* What the task asks:
What lines below include the string "white"? Pick them out and copy them.

** Information provided follows **

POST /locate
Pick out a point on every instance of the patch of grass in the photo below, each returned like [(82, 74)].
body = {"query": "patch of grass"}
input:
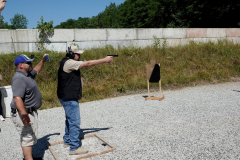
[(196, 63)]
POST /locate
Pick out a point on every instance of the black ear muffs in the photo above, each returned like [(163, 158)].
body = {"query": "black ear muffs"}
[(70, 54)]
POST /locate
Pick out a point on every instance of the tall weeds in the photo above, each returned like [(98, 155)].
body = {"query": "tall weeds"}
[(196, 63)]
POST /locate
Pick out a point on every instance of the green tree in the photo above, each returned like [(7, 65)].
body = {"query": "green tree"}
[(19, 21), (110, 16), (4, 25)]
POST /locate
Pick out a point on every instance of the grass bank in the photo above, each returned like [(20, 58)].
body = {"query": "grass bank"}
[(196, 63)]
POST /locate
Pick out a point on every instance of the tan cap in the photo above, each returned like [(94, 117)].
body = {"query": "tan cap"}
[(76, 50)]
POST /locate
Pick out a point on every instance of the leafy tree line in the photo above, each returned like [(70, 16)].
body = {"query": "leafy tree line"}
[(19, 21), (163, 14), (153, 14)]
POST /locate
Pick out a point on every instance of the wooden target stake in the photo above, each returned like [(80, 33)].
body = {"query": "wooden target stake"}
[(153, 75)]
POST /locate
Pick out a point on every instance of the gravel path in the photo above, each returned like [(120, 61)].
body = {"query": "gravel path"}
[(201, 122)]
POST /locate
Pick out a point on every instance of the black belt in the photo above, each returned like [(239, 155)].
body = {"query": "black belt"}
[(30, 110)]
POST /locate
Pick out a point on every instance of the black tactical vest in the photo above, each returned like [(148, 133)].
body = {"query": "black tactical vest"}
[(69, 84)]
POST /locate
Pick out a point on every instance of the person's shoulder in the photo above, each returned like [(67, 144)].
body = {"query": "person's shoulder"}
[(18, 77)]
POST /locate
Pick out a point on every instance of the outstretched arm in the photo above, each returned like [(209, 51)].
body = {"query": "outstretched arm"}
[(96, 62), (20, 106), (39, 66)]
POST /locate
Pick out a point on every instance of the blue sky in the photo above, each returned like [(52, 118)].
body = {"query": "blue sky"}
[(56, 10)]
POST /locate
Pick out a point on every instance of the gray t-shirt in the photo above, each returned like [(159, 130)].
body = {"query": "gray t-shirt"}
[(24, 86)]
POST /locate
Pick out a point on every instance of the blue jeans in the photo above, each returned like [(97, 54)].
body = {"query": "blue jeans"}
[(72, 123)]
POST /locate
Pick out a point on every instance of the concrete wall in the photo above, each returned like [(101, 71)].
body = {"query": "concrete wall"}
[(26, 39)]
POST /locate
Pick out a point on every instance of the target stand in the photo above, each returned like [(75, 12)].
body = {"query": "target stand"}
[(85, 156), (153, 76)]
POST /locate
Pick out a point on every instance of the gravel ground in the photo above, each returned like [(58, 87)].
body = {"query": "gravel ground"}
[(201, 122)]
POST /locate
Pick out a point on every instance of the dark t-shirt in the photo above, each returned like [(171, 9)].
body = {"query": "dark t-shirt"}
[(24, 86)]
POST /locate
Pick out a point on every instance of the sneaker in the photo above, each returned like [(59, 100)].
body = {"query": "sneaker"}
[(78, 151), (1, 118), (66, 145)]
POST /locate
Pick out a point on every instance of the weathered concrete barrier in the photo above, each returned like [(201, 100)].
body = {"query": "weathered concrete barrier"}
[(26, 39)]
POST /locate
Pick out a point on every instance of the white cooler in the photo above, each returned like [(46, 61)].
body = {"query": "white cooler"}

** End of Information provided **

* Result:
Pick out a point on every instance of the white cooler in the photo above, each returned like [(46, 61)].
body = {"query": "white cooler"}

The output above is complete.